[Material provided Boundary: Start]

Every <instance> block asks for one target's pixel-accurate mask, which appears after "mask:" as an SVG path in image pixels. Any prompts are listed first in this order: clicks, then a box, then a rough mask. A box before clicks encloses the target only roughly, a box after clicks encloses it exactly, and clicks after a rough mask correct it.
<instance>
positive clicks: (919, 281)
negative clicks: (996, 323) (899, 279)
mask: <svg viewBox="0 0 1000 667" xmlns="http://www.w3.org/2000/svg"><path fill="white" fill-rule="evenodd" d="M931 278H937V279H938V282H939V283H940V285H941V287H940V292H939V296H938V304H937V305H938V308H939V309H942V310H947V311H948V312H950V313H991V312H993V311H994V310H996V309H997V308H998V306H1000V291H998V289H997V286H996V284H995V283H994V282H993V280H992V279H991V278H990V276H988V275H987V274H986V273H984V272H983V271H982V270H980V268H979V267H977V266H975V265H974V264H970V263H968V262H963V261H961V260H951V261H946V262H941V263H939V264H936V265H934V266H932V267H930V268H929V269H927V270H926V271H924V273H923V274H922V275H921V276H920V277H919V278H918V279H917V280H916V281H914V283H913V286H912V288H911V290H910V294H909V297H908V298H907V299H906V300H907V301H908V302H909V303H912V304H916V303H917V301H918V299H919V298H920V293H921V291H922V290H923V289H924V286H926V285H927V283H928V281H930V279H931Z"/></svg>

[Material provided Boundary: End]

■ Task to carry out ■
A complete answer gives every line of the data that includes "instance".

■ Response to this task ■
Every <instance> block asks for one target's pixel-accurate mask, which appears after "mask:" as an SVG path in image pixels. Any prompts are listed first in this order: clicks, then a box, then a rough mask. A box before clicks encloses the target only roughly, a box after clicks encloses it exactly, and clicks after a rough mask correct it.
<instance>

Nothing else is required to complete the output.